WHAT THIS TASK INVOLVES: The records below need to be copied in full. Match them exactly.
BEGIN
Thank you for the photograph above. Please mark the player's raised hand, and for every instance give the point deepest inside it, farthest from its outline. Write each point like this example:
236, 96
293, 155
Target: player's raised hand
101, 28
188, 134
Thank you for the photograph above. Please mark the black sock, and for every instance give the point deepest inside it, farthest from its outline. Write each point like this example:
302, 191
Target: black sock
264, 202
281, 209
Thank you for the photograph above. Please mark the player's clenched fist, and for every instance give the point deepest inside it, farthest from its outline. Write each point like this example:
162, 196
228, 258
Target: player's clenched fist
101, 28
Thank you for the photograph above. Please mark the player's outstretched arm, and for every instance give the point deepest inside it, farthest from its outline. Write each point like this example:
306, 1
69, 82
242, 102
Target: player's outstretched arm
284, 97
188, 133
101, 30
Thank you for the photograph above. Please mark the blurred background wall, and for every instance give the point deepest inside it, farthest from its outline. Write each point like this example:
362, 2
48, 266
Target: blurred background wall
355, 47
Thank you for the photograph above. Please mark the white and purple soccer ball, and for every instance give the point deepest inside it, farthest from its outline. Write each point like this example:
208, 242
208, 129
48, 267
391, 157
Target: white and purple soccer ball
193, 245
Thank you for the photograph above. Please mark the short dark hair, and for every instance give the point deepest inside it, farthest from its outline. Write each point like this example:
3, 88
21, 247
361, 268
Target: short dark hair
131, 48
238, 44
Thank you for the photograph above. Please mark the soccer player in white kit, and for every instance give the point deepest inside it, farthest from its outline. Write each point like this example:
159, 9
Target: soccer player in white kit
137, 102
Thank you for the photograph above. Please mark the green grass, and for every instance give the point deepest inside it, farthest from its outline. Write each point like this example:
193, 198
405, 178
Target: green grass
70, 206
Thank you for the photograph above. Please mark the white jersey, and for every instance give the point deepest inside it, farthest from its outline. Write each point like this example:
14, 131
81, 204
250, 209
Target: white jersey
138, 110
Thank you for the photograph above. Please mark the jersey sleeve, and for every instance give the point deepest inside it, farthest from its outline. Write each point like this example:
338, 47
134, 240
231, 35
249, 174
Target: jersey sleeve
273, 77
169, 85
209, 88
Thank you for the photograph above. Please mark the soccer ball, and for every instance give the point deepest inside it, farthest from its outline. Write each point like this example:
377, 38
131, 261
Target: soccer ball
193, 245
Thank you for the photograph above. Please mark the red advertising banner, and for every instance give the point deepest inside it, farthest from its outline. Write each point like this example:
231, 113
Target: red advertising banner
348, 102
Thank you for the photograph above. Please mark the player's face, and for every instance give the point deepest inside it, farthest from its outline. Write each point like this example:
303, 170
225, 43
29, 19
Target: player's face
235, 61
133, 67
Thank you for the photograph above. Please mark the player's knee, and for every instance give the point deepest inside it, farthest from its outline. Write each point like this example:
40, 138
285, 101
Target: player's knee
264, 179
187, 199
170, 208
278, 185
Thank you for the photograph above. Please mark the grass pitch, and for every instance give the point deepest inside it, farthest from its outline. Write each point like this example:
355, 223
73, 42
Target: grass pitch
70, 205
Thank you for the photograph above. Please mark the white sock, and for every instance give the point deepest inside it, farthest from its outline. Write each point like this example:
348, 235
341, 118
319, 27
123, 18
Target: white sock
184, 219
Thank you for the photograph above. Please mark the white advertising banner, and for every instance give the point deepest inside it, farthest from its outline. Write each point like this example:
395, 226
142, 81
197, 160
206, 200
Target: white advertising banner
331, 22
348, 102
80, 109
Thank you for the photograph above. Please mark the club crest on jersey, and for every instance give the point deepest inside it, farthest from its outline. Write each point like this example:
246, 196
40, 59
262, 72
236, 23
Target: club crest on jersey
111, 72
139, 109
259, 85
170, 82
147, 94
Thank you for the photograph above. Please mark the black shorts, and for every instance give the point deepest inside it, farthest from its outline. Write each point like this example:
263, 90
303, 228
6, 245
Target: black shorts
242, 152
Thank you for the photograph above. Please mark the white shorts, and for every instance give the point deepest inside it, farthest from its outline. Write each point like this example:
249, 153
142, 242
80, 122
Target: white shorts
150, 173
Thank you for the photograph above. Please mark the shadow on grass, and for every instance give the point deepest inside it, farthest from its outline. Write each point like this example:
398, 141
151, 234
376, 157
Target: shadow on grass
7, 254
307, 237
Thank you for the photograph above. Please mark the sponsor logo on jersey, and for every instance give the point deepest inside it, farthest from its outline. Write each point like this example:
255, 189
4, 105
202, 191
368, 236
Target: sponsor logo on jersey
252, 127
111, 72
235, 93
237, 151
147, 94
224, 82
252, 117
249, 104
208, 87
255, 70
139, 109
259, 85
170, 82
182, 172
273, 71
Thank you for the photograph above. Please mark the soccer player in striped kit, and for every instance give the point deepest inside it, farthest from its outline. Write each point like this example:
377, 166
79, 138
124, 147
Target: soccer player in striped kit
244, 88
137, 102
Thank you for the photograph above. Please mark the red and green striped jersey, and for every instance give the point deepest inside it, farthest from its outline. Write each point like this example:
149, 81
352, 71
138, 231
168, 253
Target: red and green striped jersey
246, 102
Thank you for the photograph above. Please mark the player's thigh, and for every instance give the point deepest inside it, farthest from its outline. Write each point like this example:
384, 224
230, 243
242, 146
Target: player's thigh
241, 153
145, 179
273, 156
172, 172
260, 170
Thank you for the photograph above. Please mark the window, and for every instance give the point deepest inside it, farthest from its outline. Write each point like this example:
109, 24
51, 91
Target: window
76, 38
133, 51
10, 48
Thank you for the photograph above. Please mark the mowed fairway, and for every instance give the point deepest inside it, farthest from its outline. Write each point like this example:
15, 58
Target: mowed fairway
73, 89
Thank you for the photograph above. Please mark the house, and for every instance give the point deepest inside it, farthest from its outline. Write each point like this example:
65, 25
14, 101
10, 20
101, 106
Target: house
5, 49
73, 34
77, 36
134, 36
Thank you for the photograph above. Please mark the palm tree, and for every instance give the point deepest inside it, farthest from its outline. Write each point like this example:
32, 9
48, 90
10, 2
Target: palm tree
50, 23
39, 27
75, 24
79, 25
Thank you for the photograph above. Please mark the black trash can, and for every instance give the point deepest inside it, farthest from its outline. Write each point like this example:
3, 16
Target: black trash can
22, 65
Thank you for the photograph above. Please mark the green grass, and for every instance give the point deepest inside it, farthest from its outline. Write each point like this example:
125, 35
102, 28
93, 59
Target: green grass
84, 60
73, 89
END
ANSWER BELOW:
Thank you for the photograph above. Please mark the player's raised hand, and for every instance give the point deepest inside it, farthest from its outline. Write each point like this example:
236, 96
293, 155
Target: player's raised hand
101, 28
188, 134
Thank you for the photograph above. Please mark the black sock, and for every instance give the point deepest inside it, farthest from its outline. Write each point like this example:
302, 191
Target: black sock
264, 202
281, 209
Thank you for the photograph above. Please mark the player's clenched fist, and for every instance give the point deepest inside it, farthest from its outline. Write each point like this example:
162, 196
228, 258
Target: player's clenched fist
101, 28
Thank you for the photograph above. Please mark the player's outstretched arm, and for every instance give the point deepest inside it, farthest from its outline. Write each point like this example:
306, 1
69, 82
242, 102
Target: player's outstretched arm
284, 97
188, 133
101, 30
Thank you for the photograph above. Please mark the blurred background wall, and for every instance give the point deepest inside it, farthest from its outline. Write each point like this example:
362, 2
48, 266
Target: blurred background wall
355, 47
Thank you for the photograph above. Please mark the white and purple soccer ball, and for every instance give the point deepest inside it, farthest from its outline. Write each point like this example:
208, 242
208, 129
48, 267
391, 157
Target: white and purple soccer ball
193, 245
Thank you for the photograph above. Please mark the short dark hair, and for every instance give the point deepest inside it, farthest from its outline. Write each point like this example:
3, 88
21, 247
361, 268
Target: short dark hair
131, 48
238, 44
Thank you for the photograph above. Please mark the soccer player in white kit, and for every instance give the point deepest inside it, farthest from its outline. Write each point like this example:
159, 9
Target: soccer player in white kit
137, 102
Thank you for the photograph above. Please mark the green grass, and for every instance give the point deepest inside it, farthest from its outline. Write each point like this example:
193, 198
405, 178
Target: green grass
70, 206
Thank you for the photograph above. Please mark the white jersey, and for every instance give the point deepest inside it, farthest from its outline. Write each point like this example:
14, 131
81, 204
250, 209
Target: white jersey
138, 110
Thank you for the photograph above. Please mark the jersey sleeve, and for every instance give the point deepest inside it, farthest from its outline. Write each point like this example:
338, 47
134, 240
231, 35
249, 174
Target: jersey sleeve
273, 77
169, 85
209, 88
Thank you for the photograph above. Please mark the soccer ball, and for every instance give the point deepest inside it, farthest from its outline. Write each point like this example:
377, 38
131, 261
Target: soccer ball
193, 245
Thank you for the photograph above. Please mark the red advertising banner, and for every instance give the point deepest inside it, farthest from its outline. Write each point like this example:
231, 113
Target: red advertising banner
348, 102
Thank you for the photograph above. Please mark the player's face, and for every instance give the point deepest inside it, farthest from its outline. Write each point like this example:
303, 170
225, 43
29, 19
Target: player's face
235, 61
133, 67
Thank you for the photograph above. Please mark the player's knee, and for every instance give the point deepest inside it, farthest from its outline. Write each point like this example:
40, 138
285, 101
Target: player's knee
264, 179
187, 199
170, 208
278, 185
Thank you for the photograph above. Please mark the grass pitch, and for every instance give the point deepest inside it, farthest from its outline. Write each point like this example:
355, 223
73, 42
Target: grass pitch
70, 205
Thank you for the photograph above. Please mark the white sock, and for every instance give the point deepest inside it, farthest from its outline. Write each point like this example:
348, 235
341, 118
319, 27
123, 18
Target: white sock
184, 219
Thank you for the photograph above. Please mark the white advertising banner, and for every instance give the point deepest inside it, farthest from its outline. Write each point like this example:
395, 226
142, 81
197, 160
206, 200
Target: white advertising banner
331, 22
348, 102
80, 109
Thank you for the photograph above. Please mark the club crest on jersey, and for every instance give the point deepest inside it, farthest from its outline. Write each point like this example:
246, 196
40, 59
262, 72
236, 23
Target: club crest on jersey
111, 72
139, 109
259, 85
170, 82
147, 94
Thank you for the photograph above. Please mark the black shorts, and for every instance give the point deepest inside it, farthest from its outline. Write each point like this example:
263, 90
303, 228
6, 245
Target: black shorts
242, 152
Thank you for the photograph above. Please mark the white shorts, and for every instance give the point deepest inside it, farthest from its outline. Write each point like this example:
249, 153
142, 242
80, 122
Target: white shorts
150, 173
Thank you for the photograph above. Please mark the shadow on grass, and for every instance give the point deepest inside it, farthest from its outline. Write each point like this example:
398, 141
151, 234
376, 157
Target: shadow on grass
7, 254
307, 237
Thank you for the photograph above. Please mark the sponsor logo on jersey, and for every instance give the point deepest inside it, farthest from its outline. Write each point like this example:
255, 189
4, 105
202, 191
368, 236
Target: sponsor logo on jersey
252, 127
111, 72
235, 93
237, 151
147, 94
224, 82
252, 117
249, 104
208, 87
255, 70
139, 109
259, 85
170, 82
182, 172
273, 71
Thank you for the photograph above. Please mark the soccer player in striped kit, and for every instance give the point deepest inside it, farthest from its outline. Write each point like this example:
377, 166
79, 138
124, 147
Target: soccer player in striped kit
244, 88
137, 102
Thank you for the photograph above. Please mark the red and green striped jersey, and for every instance give the point deepest inside it, farthest from its outline. Write each point like this example:
149, 81
352, 71
138, 231
168, 253
Target: red and green striped jersey
246, 102
Thank you for the photograph above. Please mark the player's thigh, and for every instance give the point deepest inside it, farthest from its outline. Write each point like this example:
384, 224
230, 243
242, 146
Target: player's thigh
241, 153
145, 179
273, 156
172, 172
260, 170
Thank you for the photograph above. Please mark the window, and for every instance give the point deepest inside it, farthest from its outline. Write each point like this example:
109, 24
51, 91
Target: window
76, 38
133, 51
10, 48
Thank you for the photograph above. Please mark the mowed fairway, and for every instance give the point deepest inside it, farthest from its outline. Write each point like this example:
15, 58
Target: mowed fairway
73, 89
Thank you for the photograph above. Please mark the house, and for every instance give the point deepest inside it, farthest from its outline. Write each point like this example:
65, 25
14, 101
10, 20
101, 106
Target: house
5, 49
73, 34
77, 36
134, 36
Thank you for the photograph above. Please mark the palm tree, and for every instance give the point deepest inside it, farthest from its outline. Write each point like this example:
32, 9
48, 90
10, 2
Target: palm tree
50, 23
39, 27
75, 24
79, 25
Thank you for the photograph above. Please mark the black trash can, and for every instance give the point deepest inside it, farthest from its outline. Write each point like this example:
3, 16
Target: black trash can
22, 65
Thank you for the photograph above. Please mark the green grass, and for every instance give the point deepest inside it, farthest from its outline. Write each point like this example:
125, 35
102, 28
93, 59
Target: green grass
84, 60
73, 89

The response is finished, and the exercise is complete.